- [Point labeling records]

------------------------------------------------------------

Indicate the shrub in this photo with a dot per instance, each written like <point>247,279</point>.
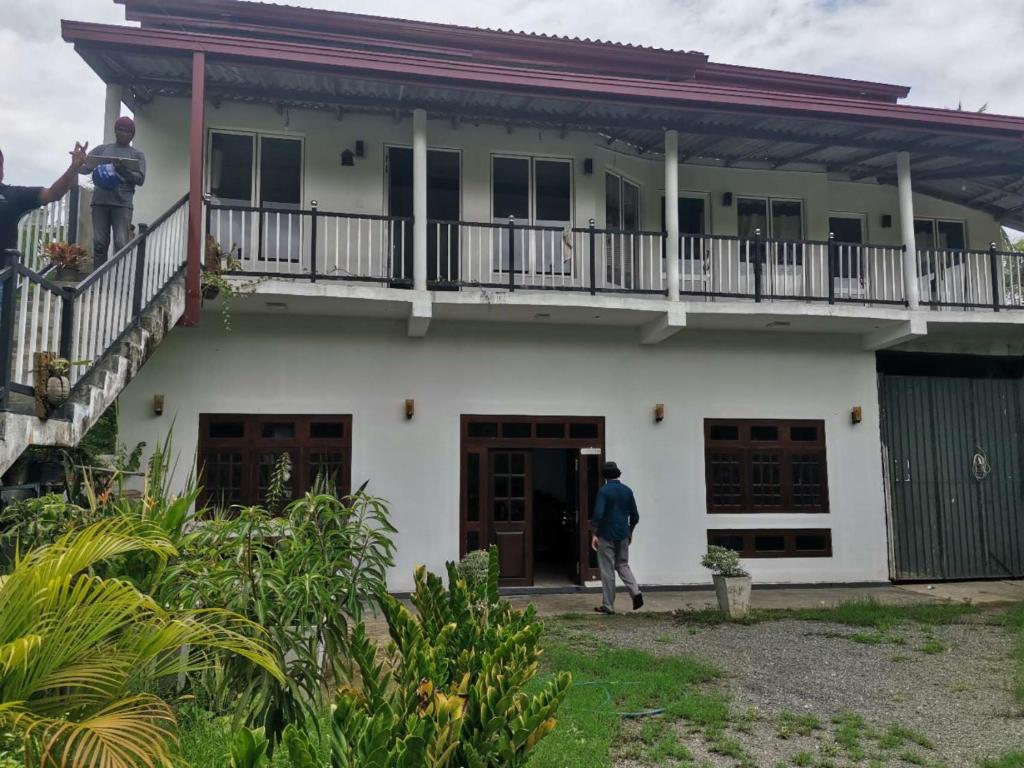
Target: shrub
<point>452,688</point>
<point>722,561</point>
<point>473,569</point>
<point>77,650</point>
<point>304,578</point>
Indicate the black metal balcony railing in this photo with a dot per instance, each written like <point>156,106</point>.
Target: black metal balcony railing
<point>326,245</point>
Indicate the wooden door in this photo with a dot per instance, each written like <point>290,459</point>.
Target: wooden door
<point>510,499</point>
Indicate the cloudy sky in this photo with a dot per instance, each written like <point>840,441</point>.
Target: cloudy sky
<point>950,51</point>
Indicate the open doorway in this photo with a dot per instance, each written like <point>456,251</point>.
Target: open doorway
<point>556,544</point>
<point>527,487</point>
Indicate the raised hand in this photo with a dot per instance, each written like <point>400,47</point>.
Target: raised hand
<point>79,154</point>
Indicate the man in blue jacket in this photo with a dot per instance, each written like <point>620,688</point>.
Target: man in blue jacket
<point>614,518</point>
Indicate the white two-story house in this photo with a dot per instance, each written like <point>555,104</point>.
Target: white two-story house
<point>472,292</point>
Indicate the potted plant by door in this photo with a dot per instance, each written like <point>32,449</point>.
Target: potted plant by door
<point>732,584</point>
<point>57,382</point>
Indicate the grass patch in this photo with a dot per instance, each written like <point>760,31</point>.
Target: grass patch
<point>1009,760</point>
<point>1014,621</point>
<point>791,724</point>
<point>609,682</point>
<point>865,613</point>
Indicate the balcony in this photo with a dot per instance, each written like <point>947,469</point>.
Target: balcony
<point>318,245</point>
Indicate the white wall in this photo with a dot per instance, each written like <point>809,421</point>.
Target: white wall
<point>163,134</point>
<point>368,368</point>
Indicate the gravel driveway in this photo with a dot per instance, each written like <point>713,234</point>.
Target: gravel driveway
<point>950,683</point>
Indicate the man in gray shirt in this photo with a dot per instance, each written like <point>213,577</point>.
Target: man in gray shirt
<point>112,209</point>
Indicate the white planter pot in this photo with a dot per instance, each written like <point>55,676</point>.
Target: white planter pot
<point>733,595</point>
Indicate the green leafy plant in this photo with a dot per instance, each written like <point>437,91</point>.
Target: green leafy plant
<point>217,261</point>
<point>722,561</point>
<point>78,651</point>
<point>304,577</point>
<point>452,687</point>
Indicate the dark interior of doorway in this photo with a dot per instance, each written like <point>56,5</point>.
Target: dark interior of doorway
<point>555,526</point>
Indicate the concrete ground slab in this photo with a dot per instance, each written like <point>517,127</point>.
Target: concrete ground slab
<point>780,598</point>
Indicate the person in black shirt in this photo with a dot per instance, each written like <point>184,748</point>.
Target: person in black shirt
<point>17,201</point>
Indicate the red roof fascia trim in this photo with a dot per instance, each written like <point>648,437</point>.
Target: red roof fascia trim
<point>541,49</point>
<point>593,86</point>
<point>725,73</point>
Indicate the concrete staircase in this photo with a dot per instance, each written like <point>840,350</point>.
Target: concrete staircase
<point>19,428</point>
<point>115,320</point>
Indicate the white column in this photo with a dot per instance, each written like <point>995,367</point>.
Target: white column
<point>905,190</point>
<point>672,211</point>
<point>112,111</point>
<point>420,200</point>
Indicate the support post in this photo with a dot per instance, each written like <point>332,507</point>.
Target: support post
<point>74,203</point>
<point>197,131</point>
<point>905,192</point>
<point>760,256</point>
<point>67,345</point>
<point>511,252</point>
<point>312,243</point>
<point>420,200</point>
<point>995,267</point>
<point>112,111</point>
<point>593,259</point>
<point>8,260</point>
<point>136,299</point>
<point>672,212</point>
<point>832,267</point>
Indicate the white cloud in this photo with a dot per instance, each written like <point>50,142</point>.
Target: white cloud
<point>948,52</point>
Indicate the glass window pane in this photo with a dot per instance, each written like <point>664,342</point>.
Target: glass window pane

------------------------------------------------------------

- [Aim] Please return the lines starting with the one containing "Indicate the dark" and going on through the one containing "<point>555,526</point>", copied exactly.

- [Exercise answer]
Indicate the dark interior of doorway in this photo with a dot per instance, each written like <point>56,5</point>.
Target: dark interior of doorway
<point>555,526</point>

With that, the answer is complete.